→ **What to produce**: Write every line out verbatim and omit the pictures.

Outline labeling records
::::
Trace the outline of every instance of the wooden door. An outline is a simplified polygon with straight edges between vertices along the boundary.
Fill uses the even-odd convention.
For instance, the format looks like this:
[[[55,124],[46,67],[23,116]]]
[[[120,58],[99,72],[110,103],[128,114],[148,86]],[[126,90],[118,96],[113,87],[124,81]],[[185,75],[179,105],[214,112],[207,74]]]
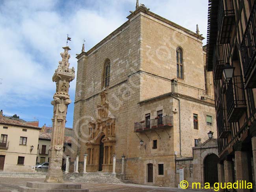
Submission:
[[[205,158],[204,164],[204,183],[209,183],[211,186],[218,183],[218,162],[219,157],[211,154]]]
[[[5,155],[0,155],[0,170],[4,170]]]
[[[148,164],[148,182],[153,183],[153,164]]]
[[[43,155],[45,155],[45,152],[46,152],[46,145],[42,145],[42,151],[41,151],[41,154]]]
[[[104,159],[104,144],[102,143],[102,140],[104,137],[102,137],[100,140],[100,162],[99,162],[99,171],[102,170],[102,164]]]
::::
→ **Expected answer**:
Trace the outline of every instance of the wooden door. An outline is a simplified polygon with straight edges between vertices along the boundary.
Fill uses the even-odd convention.
For instance, the format looks like this:
[[[55,124],[46,67],[23,116]]]
[[[120,58],[99,72],[110,103],[128,114],[148,86]],[[126,90],[118,96],[113,87],[124,81]],[[185,75],[179,105],[214,112],[207,74]]]
Submission:
[[[205,158],[204,164],[204,183],[209,183],[211,186],[218,183],[218,162],[219,157],[211,154]]]
[[[5,155],[0,155],[0,170],[4,170]]]
[[[148,164],[148,182],[153,183],[153,164]]]
[[[43,155],[45,155],[45,152],[46,152],[46,145],[42,145],[42,151],[41,151],[41,154]]]
[[[104,159],[104,144],[102,143],[102,140],[104,137],[102,137],[100,140],[100,162],[99,162],[99,171],[102,170],[102,164]]]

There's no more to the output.